**EXERCISE INSTRUCTIONS**
1/ In the text on requesting a trial date in a California eviction case, within how many days of the first request must the trial be held?
2/ Resume the text on requesting a trial date in a California eviction case, picking up after its final sentence.

**TEXT EXTRACT**
Asks the court to set a trial date in a California unlawful detainer (eviction) case after the tenant has filed an Answer (UD-105). Either party may file it; the second party may file a Counter-Request, often to switch from a nonjury to a jury trial.
What happens if you miss the deadline: Failing to file a Counter-Request demanding a jury trial within a reasonable time after the other side's UD-150 can be treated as waiver of the jury (CCP section 631).
How to file
- Filing fee
- There is no separate filing fee for UD-150 itself; it is a procedural request within the existing case. If a jury is demanded, $150 must be deposited with the court at least 5 court days before trial (CCP section 631). Court reporter and interpreter fees vary by county. Filers who cannot pay can apply for a fee waiver on FW-001.
- Filing method
- in-person, mail, efile (county-specific)
- Filing deadline
- There is no statutory deadline to FILE UD-150, but trial must be held no later than 20 days after the first request is made (CCP section 1170.5(a)). Practical timing: a plaintiff usually files UD-150 immediately after the tenant's UD-105 answer is on file. A tenant who wants a jury trial should file a Counter-Request within roughly 10 days of receiving the landlord's UD-150; waiting too long can be treated as waiver of the jury (CCP section 631).
- How to serve
- Service by mail on every other party (or their counsel of record) is required, documented on the form's page 2 'Proof of Service by Mail.' The mailer must be 18 or older AND not a party to the case. Both the UD-150 and the completed proof of service are filed together.

**INFORMATION PROVIDED**
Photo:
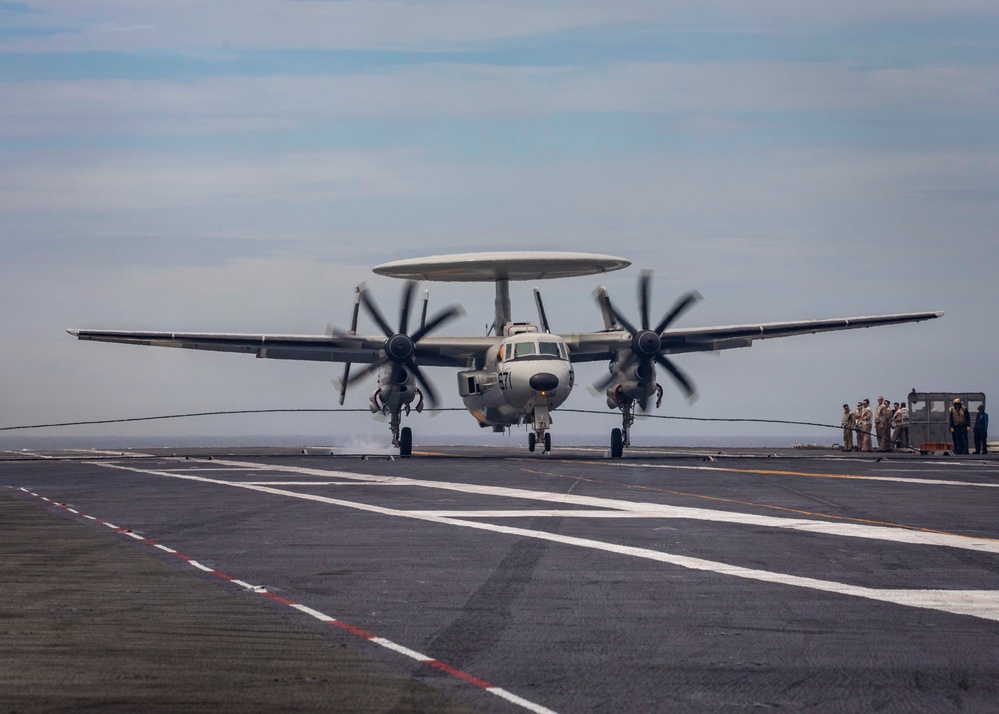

**ANSWERS IN ORDER**
1/ No later than 20 days after the first request is made.

2/
- Wet signature
- Yes, sign in pen after printing.
- Notarization
- No
- Original and copies
- One original to the clerk plus one copy per party served (and one for the filer's records). Mail copies first, file the original with the proof of service.
Common pitfalls
Two highest-leverage checks for the AI review on UD-150. (1) Mutual-exclusivity: items 1a vs 1b (possession status), item 3 jury vs nonjury, item 4 days vs hours, the Request vs Counter-Request box, and the Plaintiff vs Defendant filer box are each binary; checking both or neither is a clerk-rejection blocker. (2) Server eligibility: a self-represented filer cannot personally mail the form; the proof of service must be signed by an over-18 non-party. Reviewers should check that the server's name on the proof of service is NOT the same as the filer's name.
Don't memorize the rules. Ezel walks you through UD-150 field by field, flags what the AI review treats as a blocker, and renders a court-ready PDF.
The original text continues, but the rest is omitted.